Are You Providing a Financial Safety Net for Your Consumers?

The Five Pillars of Financial Wellness—and the One That’s Often Overlooked
Most financial institutions focus on helping consumers save, borrow, pay, and invest. These pillars form the foundation of financial wellness, and for many consumers, they work well as a financial safety net when life is predictable.
But when life isn’t predictable, another pillar becomes essential: protect.
Without financial protection, even the most carefully built financial plan can unravel. A single disruption, like an illness, an accident, time away from work, can force consumers to drain savings, rely on credit, or delay long-term goals. In those moments, protection isn’t a luxury. It’s what allows consumers to continue saving, borrowing responsibly, paying their obligations, and investing in their future.

**List of tasks**:
1. In the financial wellness passage, which pillar becomes essential when life isn't predictable?
2. Write out the financial wellness passage from "The Five Pillars" up to and including "in their future.".

[Natural language region descriptions]
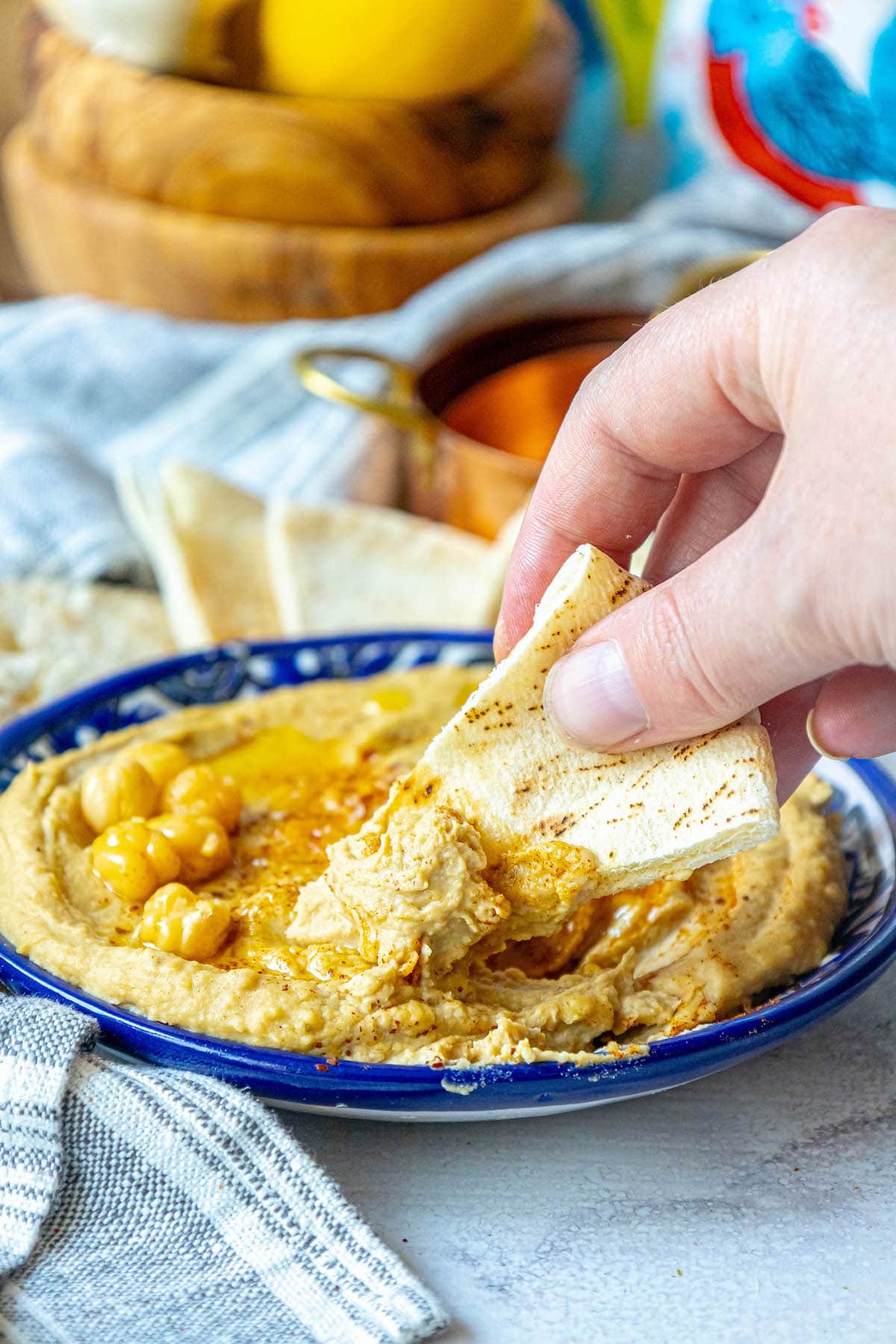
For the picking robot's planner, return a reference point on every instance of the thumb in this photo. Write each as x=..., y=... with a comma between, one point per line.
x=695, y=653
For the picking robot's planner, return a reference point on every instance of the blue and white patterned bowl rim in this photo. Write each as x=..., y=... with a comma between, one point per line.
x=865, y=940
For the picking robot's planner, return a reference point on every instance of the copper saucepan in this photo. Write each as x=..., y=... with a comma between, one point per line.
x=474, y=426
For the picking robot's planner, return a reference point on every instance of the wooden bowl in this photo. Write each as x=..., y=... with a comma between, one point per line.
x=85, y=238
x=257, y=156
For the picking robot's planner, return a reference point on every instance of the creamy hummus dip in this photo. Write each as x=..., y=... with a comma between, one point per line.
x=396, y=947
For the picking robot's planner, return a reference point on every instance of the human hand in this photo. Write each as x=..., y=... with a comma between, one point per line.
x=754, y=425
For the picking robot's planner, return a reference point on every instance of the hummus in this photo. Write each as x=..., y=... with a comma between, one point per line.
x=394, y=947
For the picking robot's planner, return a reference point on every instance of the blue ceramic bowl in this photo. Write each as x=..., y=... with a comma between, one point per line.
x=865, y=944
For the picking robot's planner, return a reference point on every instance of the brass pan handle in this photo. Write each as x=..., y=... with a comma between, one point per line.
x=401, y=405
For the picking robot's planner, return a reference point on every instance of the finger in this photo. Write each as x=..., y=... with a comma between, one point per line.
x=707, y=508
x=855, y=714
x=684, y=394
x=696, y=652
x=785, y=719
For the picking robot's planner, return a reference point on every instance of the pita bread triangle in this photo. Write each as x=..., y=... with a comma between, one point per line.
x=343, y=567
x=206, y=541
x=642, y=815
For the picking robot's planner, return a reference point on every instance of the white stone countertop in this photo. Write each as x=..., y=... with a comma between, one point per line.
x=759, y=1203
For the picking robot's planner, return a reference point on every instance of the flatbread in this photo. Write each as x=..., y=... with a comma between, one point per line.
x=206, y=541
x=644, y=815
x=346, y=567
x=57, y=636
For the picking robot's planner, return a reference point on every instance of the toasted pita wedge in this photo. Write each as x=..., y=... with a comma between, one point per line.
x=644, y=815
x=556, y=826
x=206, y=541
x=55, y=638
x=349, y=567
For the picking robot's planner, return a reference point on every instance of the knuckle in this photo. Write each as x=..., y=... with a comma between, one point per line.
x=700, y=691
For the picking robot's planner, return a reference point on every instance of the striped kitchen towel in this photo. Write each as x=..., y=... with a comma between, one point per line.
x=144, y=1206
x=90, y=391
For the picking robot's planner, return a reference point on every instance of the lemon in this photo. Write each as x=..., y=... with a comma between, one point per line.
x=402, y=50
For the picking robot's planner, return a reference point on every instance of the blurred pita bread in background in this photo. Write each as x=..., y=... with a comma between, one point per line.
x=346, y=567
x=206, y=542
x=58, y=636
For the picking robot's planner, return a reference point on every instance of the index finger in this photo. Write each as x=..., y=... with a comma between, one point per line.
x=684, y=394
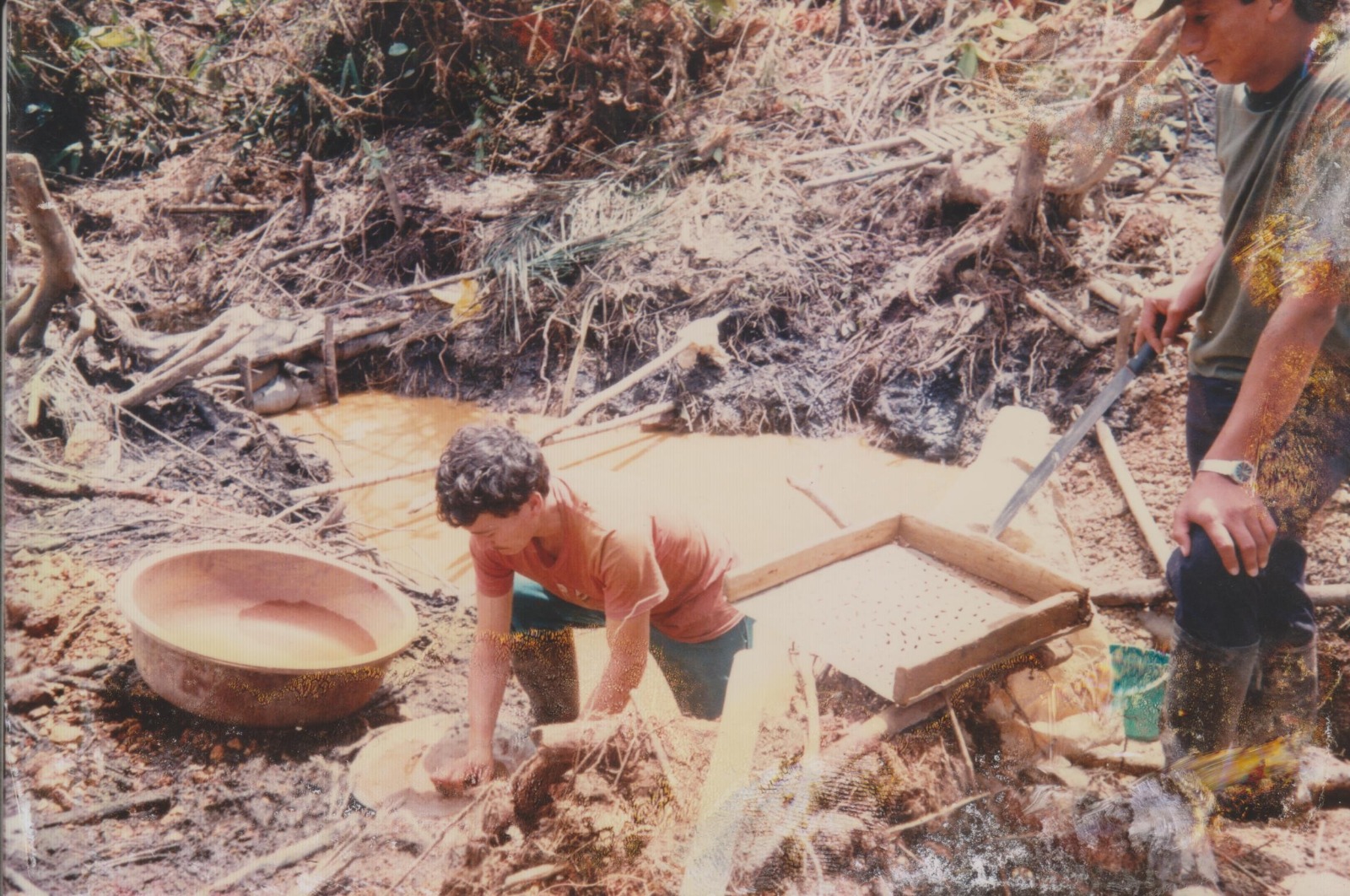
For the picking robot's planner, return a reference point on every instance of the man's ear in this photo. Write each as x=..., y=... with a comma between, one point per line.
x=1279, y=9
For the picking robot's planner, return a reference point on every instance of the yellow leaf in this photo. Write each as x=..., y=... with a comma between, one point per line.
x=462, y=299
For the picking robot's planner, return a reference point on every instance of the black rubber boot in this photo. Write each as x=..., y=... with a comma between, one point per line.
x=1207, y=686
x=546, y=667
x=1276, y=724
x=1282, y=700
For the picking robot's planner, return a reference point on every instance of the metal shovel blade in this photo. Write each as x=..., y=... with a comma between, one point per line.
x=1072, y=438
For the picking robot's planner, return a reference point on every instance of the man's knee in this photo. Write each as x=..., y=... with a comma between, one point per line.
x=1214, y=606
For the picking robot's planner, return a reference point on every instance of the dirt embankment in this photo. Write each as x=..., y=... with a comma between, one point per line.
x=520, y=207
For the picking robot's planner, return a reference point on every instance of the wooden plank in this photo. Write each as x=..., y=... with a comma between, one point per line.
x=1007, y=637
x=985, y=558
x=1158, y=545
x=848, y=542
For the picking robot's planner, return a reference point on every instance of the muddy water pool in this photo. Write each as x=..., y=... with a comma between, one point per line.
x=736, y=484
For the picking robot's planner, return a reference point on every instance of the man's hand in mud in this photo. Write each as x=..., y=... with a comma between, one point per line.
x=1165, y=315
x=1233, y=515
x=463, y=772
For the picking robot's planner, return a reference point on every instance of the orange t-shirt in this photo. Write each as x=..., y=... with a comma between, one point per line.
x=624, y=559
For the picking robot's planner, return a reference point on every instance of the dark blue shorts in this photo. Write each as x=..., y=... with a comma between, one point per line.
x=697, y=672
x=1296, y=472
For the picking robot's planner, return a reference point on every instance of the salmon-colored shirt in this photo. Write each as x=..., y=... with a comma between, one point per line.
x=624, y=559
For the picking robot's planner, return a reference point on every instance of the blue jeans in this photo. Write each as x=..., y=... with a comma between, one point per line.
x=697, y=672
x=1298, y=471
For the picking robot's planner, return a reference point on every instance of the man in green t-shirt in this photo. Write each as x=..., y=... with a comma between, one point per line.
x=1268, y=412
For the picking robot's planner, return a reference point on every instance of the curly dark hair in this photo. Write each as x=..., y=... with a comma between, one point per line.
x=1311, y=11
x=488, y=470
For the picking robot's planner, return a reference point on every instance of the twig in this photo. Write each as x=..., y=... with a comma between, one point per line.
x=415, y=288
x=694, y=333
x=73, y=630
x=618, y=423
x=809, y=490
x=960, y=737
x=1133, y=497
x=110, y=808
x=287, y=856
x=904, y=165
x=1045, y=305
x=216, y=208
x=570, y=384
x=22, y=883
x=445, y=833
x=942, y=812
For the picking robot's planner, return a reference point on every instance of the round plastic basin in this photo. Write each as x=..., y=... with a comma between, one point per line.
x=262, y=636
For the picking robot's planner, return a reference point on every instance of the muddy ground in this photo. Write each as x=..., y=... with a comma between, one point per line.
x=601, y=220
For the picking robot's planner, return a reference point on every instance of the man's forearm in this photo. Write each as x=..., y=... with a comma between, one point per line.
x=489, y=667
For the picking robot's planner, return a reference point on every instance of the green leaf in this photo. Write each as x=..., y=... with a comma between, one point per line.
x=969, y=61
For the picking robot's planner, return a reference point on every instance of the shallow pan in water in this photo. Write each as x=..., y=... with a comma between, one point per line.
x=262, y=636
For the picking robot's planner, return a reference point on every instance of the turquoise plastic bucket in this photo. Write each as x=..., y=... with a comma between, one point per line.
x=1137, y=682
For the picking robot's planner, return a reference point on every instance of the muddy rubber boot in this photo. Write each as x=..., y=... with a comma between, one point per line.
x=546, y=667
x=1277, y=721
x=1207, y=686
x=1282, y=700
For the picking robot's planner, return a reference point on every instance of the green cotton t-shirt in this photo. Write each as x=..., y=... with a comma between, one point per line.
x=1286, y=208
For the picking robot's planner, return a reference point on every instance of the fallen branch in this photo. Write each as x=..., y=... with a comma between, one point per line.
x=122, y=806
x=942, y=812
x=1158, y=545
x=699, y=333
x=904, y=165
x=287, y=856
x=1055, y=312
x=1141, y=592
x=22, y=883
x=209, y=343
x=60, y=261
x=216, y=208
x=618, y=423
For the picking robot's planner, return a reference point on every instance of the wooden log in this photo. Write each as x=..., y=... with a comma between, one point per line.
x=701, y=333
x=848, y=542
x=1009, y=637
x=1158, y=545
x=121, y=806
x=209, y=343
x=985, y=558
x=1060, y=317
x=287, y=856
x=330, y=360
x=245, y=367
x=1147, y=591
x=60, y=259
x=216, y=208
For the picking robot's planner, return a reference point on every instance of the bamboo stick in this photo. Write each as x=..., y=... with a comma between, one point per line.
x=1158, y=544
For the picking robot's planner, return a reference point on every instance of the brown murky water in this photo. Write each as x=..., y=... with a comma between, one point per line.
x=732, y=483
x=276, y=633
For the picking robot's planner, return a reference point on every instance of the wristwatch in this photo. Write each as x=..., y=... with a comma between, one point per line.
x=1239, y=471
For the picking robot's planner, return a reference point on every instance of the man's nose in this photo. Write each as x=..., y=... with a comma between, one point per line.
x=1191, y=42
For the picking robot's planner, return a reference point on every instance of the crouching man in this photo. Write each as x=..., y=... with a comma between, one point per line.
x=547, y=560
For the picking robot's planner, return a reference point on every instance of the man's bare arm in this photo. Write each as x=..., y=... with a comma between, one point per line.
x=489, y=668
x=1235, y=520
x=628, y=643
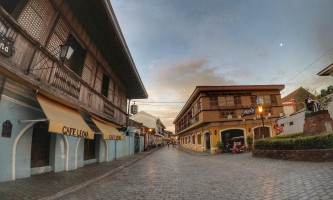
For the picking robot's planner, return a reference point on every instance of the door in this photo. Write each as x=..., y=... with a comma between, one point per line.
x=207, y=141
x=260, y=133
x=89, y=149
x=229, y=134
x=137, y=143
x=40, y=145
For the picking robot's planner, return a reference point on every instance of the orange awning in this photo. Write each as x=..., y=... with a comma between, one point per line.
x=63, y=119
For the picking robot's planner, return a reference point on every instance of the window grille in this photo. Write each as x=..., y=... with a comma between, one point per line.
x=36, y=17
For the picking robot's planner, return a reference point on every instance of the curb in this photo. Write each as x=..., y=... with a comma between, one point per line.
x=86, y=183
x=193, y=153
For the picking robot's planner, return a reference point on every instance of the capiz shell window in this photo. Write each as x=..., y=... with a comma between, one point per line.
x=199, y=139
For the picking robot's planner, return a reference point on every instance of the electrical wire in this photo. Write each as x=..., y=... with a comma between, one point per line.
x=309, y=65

**Solutions below**:
1. Protect.

2.
The Five Pillars of Financial Wellness—and the One That’s Often Overlooked
Most financial institutions focus on helping consumers save, borrow, pay, and invest. These pillars form the foundation of financial wellness, and for many consumers, they work well as a financial safety net when life is predictable.
But when life isn’t predictable, another pillar becomes essential: protect.
Without financial protection, even the most carefully built financial plan can unravel. A single disruption, like an illness, an accident, time away from work, can force consumers to drain savings, rely on credit, or delay long-term goals. In those moments, protection isn’t a luxury. It’s what allows consumers to continue saving, borrowing responsibly, paying their obligations, and investing in their future.